DOCUMENT SEGMENT:
Bojan Neziri (Serbian Cyrillic: Бојан Незири, born 26 February 1982) is a Serbian football defender who last played for FK Inđija in the Serbian SuperLiga.

Career
Before, he played for FC Metalurh Donetsk since 2003, but was loaned to German team VfL Wolfsburg for one year in 2005. He started his career playing for FK Šabac but was forced to leave for neighbors FK Radnički Zorka after his first club went bankrupt. This is where he got his first senior appearance as a very talented 16-year-old. It wasn't long before he signed for the biggest club in the area, FK Mačva Šabac and then for FK Vojvodina one of the biggest clubs in Serbia. This is where he proved himself as one of the most talented young players in the country and established  his place in the Under-21 Serbia & Montenegro squad.

He was part of the Serbian and Montenegrin 2004 Olympic football team, who exited in the first round, finishing fourth in Group C behind gold-medal winners Argentina, Australia and Tunisia. He earned three senior caps for Serbia and Montenegro.

(Region annotation listing)
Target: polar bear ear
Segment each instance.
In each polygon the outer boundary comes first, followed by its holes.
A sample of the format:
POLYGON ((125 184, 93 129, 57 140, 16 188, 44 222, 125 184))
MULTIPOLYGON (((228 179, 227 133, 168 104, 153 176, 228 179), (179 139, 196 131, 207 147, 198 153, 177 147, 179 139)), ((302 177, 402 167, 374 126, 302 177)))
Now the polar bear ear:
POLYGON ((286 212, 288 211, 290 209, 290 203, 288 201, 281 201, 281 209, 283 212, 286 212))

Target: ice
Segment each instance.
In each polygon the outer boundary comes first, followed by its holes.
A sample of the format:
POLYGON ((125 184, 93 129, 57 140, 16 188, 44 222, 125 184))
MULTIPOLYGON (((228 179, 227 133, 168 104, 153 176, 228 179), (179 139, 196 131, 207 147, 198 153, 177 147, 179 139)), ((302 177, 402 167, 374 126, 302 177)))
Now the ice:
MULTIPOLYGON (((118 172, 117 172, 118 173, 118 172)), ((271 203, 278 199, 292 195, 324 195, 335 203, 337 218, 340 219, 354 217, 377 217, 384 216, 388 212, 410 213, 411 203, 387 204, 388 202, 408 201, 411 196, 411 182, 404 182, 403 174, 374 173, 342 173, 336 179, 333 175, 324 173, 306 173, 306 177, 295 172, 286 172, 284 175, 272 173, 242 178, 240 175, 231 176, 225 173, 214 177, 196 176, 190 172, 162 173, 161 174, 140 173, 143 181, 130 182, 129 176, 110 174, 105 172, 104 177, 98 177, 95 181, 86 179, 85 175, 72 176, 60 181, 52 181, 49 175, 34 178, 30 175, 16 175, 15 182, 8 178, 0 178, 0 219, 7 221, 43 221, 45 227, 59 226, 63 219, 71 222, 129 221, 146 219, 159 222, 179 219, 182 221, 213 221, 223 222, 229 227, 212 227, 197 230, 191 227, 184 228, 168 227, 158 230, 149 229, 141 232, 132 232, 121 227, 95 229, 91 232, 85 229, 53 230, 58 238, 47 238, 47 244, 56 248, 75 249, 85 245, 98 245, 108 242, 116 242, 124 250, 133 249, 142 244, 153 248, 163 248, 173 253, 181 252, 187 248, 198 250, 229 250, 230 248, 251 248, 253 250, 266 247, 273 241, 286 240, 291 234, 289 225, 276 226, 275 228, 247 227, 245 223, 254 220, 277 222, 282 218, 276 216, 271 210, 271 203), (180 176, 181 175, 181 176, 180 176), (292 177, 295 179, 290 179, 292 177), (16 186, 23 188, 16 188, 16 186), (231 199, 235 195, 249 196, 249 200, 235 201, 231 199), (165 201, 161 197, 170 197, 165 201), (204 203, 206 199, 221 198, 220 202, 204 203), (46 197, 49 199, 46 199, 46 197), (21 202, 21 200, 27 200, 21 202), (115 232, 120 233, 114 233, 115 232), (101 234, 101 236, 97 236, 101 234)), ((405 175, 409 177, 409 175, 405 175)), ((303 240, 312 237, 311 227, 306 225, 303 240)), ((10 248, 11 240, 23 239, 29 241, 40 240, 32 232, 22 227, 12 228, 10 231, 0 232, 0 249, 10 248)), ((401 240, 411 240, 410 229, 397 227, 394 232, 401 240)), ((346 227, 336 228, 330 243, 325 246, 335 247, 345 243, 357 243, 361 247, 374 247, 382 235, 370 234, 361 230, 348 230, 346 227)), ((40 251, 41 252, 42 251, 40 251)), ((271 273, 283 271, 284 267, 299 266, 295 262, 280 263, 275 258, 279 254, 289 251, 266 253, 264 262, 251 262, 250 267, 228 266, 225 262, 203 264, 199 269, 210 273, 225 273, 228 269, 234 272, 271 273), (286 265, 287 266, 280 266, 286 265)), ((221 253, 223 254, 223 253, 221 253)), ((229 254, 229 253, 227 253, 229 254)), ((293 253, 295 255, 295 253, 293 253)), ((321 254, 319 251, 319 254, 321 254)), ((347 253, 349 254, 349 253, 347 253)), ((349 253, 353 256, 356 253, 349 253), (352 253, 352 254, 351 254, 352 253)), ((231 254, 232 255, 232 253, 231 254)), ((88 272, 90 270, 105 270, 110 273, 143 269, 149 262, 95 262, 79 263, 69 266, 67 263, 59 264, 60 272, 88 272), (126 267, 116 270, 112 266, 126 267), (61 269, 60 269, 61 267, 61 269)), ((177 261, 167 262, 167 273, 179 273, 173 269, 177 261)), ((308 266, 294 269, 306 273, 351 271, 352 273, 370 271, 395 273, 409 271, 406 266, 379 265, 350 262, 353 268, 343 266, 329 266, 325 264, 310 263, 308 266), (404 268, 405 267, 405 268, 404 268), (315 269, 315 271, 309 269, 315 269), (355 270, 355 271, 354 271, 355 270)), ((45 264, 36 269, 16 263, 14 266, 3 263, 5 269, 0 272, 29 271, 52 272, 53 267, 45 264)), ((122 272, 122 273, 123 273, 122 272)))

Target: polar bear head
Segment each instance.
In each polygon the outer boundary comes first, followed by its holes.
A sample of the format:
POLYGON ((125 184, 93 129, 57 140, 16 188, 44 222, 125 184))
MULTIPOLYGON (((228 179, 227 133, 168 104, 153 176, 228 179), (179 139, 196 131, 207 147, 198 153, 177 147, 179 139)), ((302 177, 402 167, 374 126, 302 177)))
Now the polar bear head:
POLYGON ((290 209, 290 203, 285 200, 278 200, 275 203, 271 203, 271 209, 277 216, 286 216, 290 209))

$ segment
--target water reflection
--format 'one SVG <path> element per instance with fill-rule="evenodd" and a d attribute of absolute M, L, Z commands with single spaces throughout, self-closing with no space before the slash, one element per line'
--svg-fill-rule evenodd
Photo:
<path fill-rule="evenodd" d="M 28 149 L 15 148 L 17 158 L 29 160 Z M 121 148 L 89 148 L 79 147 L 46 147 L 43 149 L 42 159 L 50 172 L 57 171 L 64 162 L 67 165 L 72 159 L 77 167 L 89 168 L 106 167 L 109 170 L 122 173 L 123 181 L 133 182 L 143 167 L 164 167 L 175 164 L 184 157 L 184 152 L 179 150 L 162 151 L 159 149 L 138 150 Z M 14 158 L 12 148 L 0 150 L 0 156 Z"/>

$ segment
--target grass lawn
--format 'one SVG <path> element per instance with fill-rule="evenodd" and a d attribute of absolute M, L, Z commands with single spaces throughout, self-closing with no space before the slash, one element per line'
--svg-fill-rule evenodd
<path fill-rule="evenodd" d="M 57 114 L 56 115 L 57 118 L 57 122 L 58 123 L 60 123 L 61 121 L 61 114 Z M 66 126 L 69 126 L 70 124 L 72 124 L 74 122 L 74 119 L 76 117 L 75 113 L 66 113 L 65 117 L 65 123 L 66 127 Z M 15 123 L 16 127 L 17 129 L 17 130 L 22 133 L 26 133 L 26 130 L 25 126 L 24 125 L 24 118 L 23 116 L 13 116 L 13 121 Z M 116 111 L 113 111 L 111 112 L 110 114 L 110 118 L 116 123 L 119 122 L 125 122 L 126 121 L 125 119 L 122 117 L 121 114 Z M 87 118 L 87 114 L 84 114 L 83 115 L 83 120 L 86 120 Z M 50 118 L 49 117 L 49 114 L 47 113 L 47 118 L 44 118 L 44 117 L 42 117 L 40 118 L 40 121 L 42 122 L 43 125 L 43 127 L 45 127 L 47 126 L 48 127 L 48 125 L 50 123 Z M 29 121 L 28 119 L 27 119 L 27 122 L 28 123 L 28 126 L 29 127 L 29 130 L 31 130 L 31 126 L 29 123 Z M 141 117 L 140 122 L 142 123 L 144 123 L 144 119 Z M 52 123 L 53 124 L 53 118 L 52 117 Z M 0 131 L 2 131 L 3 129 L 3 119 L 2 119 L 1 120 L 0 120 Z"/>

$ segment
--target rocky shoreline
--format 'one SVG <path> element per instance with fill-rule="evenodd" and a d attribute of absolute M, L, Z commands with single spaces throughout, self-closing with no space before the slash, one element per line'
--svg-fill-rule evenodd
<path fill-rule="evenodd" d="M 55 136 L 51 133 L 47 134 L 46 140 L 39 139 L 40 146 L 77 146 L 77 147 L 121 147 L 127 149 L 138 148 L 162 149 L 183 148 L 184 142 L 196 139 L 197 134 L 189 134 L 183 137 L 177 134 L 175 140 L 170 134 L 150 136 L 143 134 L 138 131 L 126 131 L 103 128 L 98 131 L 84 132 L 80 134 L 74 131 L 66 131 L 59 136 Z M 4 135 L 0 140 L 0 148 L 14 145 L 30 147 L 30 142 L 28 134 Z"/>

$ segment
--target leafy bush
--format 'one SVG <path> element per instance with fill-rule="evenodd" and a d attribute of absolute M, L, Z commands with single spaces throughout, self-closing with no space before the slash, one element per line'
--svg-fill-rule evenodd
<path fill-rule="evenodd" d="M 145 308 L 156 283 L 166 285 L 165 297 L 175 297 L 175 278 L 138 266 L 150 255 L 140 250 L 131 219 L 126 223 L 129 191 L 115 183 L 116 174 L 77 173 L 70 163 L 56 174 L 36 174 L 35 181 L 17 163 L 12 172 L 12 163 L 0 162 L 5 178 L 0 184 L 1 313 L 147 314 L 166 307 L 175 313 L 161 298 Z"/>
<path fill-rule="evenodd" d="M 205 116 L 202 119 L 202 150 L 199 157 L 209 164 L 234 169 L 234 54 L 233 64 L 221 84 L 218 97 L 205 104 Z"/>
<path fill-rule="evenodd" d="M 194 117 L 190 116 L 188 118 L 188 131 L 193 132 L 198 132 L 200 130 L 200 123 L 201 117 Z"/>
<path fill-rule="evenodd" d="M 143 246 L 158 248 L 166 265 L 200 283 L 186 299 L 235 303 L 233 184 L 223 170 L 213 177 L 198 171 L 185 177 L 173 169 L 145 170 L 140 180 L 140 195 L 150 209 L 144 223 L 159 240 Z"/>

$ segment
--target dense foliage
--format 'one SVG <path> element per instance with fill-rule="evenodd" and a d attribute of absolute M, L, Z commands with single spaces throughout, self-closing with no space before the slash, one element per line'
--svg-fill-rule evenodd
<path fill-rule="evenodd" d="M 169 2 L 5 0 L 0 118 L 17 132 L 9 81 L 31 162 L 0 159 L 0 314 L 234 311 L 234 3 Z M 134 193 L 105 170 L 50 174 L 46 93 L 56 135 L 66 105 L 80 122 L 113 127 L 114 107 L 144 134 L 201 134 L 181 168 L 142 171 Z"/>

INSTRUCTIONS:
1. Reproduce the footballer biography starting at "He was part" and stopping after "Serbia and Montenegro.", updated so that "Argentina" becomes "Paraguay".
2. Which lines of the listing contain the string "head"? Gather all of them, treating uppercase and lowercase as different.
The footballer biography and the listing are unrelated to each other.

ANSWERS:
1.
He was part of the Serbian and Montenegrin 2004 Olympic football team, who exited in the first round, finishing fourth in Group C behind gold-medal winners Paraguay, Australia and Tunisia. He earned three senior caps for Serbia and Montenegro.

2.
Target: polar bear head
Now the polar bear head:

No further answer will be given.